**Work to complete:** Reproduce each entry exactly.

**Information:**
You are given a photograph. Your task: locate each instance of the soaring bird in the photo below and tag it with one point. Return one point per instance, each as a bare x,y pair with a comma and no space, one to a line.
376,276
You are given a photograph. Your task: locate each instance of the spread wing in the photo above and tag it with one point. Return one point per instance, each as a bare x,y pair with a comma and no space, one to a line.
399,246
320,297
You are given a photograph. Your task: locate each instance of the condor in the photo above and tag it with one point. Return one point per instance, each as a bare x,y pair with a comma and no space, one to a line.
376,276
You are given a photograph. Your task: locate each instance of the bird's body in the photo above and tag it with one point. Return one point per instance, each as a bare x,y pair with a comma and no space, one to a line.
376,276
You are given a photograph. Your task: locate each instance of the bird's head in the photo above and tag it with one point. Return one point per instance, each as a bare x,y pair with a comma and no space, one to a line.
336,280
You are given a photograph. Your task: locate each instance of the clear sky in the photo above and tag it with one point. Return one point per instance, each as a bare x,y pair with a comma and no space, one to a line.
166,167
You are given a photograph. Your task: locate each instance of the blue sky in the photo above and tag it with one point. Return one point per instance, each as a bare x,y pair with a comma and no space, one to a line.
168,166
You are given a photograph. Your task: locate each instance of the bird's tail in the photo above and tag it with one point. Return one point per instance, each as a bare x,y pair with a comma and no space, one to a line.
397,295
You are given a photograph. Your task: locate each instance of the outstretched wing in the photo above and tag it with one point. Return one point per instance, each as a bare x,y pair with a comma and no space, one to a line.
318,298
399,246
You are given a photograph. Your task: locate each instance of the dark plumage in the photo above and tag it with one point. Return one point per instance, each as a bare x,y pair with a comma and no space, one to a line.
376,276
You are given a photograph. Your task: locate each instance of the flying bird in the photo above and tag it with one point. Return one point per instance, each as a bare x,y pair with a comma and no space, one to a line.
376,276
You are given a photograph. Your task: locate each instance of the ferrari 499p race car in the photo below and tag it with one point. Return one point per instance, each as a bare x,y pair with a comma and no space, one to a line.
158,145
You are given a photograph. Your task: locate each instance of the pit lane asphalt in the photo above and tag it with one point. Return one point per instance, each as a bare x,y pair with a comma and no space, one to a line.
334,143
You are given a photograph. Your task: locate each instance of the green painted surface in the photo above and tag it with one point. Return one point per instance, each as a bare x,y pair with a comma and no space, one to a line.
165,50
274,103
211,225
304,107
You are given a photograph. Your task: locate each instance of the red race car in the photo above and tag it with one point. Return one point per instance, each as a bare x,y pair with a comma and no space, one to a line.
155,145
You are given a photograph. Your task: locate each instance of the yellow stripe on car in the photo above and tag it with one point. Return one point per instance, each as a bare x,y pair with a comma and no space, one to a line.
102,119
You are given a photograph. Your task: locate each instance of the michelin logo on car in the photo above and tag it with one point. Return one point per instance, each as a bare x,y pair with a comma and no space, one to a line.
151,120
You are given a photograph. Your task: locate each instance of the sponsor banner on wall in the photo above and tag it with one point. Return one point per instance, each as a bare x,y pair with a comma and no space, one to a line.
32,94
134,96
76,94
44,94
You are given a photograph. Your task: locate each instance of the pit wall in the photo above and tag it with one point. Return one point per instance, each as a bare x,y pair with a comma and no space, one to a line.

**Answer below:**
You are given a photograph. Your task: locate each instance of the soaring bird in the photo below and tag it with one point. Return one point per instance, each as a bare x,y pair with a comma and no space, one to a line.
376,276
You are given a photograph. Your task: locate each instance of the spread wing in the photo above and tag it with one point. Return one point per instance, each as a bare x,y pair with a comma and no space, one to a line.
399,246
320,297
You are given a photograph. Your task: locate each instance of the condor in the photo above and tag it with one point. Return one point per instance, each as a bare x,y pair with a comma and no space, one to a line.
376,276
You are given a photograph. Your task: locate each instance of the bird's body in the photo above and tag it with one point. Return one point per instance, each as a bare x,y pair with a comma and no space, one to a line.
376,276
You are given a photograph. Your task: locate each instance of the bird's head in the photo above and tag it with one point. Return one point per instance, each as a bare x,y pair with a comma and no space, one to a line.
336,280
You are given a photograph. Your task: locate each instance of the clear sky in the photo above and tag it with one point. Return one point per instance, each as a bare x,y pair with a comma and no space, one to a line.
166,167
You are given a photograph. Your task: locate each instance of the blue sky in the photo above and tag it with one point. Return one point per instance, each as a bare x,y pair with a comma and no space, one to a line.
168,166
You are given a photograph. Your task: locate each instance of the bird's tail in the photo above and tag it with one point. Return one point per instance, each as a bare x,y pair with a comma and no space, one to a line.
397,295
You are given a photograph. Your task: locate each instance of the outstretched wing in the photo above and tag it with one point. Return one point per instance, each as a bare x,y pair with a comma and no space, one to a line.
318,298
399,246
You are given a photograph. Your task: locate each instance of the dark plumage in the photo above and tag it with one point. Return one point per instance, each as a bare x,y pair with a comma and no space, one to a line.
376,276
You are given a photograph. Your task: locate each instance of the flying bird in the photo above and tag it with one point. Return one point per instance, each as a bare x,y pair with a comma and no space, one to a line.
376,276
You are given a photograph. Your task: locate each instance of the ferrari 499p race car in the photo below and tag it with one point. Return one point per instance, each as a bare x,y pair with a comma and no space, one to a line.
158,145
You are given a photograph. Your task: locate each instance of the pit lane asphalt in the photo above and tag it with one point. Return one point per instance, each as a bare x,y pair with a comma and no space, one to a line.
334,143
You are given a photograph. Your task: locate each instance of the green painted surface in the photo above and tag it with one point. Return one point per instance, each as a bare x,y pair with a comma and no space, one to a line.
165,50
274,103
211,225
304,107
You are given a photograph. Your task: locate each instance of the red race car in the photo above and tag it with one point. Return one point per instance, each as a bare x,y pair with a comma and no space, one to a line.
155,145
You are given a photograph. Your task: locate each instance of the yellow stripe on car in the photo above and tag it with one point. Return one point per instance, each as a bare x,y pair with a comma and no space, one to a line.
102,119
You are given a photograph. Your task: locate each instance of the michelin logo on car in the photo above and tag it with one point. Return one point per instance, each as a bare x,y pair with a comma and no space, one to a line.
151,120
You are given a photograph. Your task: locate each instance of the sponsor banner on wall in the photo above and tag it with one point. Return one point per instance, each as a bare x,y pair with a comma and no space, one to a line.
32,94
134,96
76,94
44,94
You are given a photograph. Your task: locate each instance of the pit wall in the photo above and tag it with one point. Return one point per instance, each as a bare x,y pair with a comma and no space, one to a line.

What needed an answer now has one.